* Data in this exercise *
***

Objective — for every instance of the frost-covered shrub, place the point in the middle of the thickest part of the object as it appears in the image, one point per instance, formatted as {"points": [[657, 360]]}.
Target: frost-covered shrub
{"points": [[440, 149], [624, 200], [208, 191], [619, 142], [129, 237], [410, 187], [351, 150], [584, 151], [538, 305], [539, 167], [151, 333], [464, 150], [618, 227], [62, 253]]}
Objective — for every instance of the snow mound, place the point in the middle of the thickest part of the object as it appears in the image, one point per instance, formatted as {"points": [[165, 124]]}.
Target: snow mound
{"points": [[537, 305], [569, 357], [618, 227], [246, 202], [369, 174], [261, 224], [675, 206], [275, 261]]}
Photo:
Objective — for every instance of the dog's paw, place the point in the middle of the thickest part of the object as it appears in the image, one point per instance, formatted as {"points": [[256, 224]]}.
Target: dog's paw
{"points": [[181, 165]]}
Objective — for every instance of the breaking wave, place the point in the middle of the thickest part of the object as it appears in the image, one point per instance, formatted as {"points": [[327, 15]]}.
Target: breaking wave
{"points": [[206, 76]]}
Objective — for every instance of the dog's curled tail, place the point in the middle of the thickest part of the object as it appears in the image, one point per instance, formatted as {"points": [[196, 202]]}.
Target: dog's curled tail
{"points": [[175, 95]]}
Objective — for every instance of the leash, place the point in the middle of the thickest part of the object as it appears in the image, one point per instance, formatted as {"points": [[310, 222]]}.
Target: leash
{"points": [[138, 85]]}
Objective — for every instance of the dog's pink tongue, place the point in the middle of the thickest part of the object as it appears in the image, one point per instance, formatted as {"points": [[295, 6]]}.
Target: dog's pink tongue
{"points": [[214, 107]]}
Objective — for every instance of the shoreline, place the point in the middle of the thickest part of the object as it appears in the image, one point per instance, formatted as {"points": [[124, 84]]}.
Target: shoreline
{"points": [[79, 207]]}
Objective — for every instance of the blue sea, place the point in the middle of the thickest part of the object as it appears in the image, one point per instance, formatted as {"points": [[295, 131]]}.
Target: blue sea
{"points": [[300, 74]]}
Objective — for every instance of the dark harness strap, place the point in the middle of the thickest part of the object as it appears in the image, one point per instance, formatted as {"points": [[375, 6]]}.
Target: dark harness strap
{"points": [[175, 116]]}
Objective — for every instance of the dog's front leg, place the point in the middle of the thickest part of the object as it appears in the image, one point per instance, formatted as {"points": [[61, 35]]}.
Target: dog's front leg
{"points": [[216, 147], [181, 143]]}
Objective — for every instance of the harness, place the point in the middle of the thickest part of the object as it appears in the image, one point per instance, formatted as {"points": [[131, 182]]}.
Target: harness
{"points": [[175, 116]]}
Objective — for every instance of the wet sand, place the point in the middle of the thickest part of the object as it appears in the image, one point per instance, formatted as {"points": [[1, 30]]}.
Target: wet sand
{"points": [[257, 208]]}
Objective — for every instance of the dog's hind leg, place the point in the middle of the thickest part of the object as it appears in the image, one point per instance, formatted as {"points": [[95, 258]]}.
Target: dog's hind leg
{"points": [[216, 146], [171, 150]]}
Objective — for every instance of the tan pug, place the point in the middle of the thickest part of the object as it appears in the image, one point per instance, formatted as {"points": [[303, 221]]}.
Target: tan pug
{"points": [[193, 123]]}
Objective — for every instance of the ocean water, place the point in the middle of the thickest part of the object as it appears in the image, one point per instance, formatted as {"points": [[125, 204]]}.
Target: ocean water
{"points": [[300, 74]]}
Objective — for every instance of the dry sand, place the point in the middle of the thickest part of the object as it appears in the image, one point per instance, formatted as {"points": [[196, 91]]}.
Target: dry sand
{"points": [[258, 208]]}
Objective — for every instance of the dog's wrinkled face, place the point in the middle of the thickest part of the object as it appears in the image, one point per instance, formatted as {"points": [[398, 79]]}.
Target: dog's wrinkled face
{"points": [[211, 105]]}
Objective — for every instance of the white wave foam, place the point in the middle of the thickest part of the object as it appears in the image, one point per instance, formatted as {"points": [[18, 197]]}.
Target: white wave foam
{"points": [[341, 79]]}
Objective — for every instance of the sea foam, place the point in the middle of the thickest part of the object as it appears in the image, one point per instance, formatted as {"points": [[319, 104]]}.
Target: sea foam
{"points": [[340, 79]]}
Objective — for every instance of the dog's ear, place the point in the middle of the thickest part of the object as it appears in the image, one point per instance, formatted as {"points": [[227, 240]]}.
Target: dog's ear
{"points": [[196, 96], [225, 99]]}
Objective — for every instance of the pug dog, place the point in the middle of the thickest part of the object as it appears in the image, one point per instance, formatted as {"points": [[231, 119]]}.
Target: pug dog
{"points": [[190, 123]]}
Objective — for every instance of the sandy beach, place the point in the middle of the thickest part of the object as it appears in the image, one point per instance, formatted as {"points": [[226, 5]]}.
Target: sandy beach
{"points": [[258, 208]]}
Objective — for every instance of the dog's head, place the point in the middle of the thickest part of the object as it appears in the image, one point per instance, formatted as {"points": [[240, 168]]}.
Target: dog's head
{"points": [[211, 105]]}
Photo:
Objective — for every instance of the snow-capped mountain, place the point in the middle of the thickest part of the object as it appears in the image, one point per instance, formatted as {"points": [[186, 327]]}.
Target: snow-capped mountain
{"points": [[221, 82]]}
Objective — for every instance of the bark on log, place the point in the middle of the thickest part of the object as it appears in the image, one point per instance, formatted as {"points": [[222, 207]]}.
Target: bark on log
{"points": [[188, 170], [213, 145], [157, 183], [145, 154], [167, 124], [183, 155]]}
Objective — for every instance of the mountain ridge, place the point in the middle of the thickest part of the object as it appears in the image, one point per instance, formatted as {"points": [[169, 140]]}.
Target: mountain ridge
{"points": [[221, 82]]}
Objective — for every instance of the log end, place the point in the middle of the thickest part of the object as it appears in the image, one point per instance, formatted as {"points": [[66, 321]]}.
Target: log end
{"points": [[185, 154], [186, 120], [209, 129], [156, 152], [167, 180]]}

***

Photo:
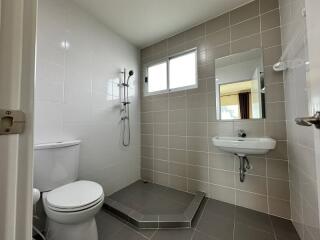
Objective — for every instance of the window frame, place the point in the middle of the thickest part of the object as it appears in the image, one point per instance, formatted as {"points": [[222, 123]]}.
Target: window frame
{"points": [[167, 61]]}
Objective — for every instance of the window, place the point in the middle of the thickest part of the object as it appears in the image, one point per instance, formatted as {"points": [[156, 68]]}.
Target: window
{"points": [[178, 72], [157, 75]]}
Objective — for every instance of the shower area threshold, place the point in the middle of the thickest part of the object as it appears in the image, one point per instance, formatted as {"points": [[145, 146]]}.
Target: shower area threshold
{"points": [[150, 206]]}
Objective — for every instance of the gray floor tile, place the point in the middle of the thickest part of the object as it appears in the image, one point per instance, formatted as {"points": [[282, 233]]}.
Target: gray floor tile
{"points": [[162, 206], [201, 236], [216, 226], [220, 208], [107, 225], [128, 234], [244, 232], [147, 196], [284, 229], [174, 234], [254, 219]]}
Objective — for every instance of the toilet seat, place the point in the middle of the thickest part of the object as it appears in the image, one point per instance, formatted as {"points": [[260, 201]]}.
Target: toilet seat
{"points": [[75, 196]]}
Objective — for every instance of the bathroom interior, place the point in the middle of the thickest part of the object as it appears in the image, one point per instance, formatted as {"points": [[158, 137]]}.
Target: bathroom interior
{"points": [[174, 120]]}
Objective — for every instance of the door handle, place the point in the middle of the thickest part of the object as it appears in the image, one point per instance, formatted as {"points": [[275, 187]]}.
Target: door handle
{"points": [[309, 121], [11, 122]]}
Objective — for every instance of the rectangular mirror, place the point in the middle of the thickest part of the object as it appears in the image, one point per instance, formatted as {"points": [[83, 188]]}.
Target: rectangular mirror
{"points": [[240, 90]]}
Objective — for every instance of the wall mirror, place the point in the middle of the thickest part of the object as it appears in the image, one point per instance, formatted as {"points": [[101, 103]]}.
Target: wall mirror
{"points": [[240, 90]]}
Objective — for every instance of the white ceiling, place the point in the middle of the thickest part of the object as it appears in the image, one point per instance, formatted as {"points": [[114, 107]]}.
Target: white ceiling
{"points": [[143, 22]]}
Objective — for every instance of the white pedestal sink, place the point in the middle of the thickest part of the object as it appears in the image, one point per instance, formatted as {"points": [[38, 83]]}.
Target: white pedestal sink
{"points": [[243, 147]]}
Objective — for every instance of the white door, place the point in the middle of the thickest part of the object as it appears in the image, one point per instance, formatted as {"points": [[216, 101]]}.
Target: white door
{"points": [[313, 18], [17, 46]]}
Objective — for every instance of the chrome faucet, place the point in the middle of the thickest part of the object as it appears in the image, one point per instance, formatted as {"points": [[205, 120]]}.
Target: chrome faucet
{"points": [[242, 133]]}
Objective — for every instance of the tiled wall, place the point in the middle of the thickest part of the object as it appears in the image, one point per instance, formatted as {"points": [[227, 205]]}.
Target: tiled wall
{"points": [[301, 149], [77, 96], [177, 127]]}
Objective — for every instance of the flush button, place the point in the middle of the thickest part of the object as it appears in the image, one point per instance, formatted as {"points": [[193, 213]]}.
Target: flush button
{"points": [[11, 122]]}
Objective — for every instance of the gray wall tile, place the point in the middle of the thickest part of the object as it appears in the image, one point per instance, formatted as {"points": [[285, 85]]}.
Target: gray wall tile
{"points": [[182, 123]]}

***

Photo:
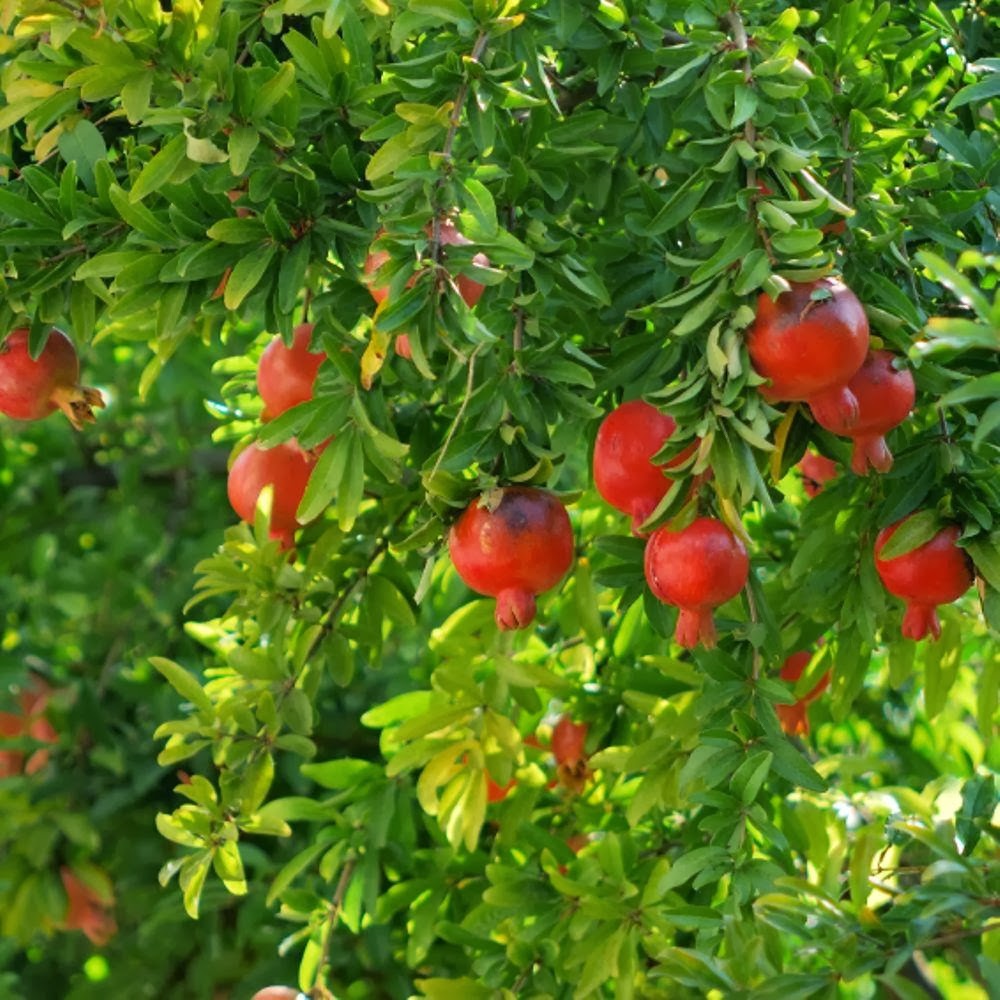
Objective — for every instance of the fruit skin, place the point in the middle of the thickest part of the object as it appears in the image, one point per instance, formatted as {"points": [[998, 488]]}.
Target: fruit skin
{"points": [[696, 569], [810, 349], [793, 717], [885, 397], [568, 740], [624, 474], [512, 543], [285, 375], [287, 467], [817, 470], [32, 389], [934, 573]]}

***

Give back, word for word, only the lines above from the line holding "Objective — for every instance of the dog's pink" to the line holding "Objective — for every instance of the dog's front", both included.

* Solution for this exercise *
Objective — for every instance of the dog's pink tongue, place the point in the middle of the thickest part of the object as it appears in the image, one point per instance, formatted as {"points": [[295, 6]]}.
Target: dog's pink tongue
{"points": [[214, 107]]}
Objective — for every instance of the shoreline, place the point in the middle of the thickest part of the object as it appears in the image, one point per instance, formatted as {"points": [[124, 84]]}.
Target: shoreline
{"points": [[79, 207]]}
Objective — for every instance of the blue sea, place the point in the middle of the thickest part of the object as it appears in the image, one point per instance, formatted as {"points": [[295, 131]]}.
Target: blue sea
{"points": [[300, 74]]}
Objective — for every instance of the dark harness strap, place the point in the middle of the thickest part of the object as it appears in the image, one point per instance, formatted as {"points": [[375, 6]]}.
Target: dark harness strap
{"points": [[175, 116]]}
Objective — for every instance of the dog's front leg, place the point in the middle of the thickest part of the object as it appears in the image, one point per instance, formatted as {"points": [[61, 35]]}.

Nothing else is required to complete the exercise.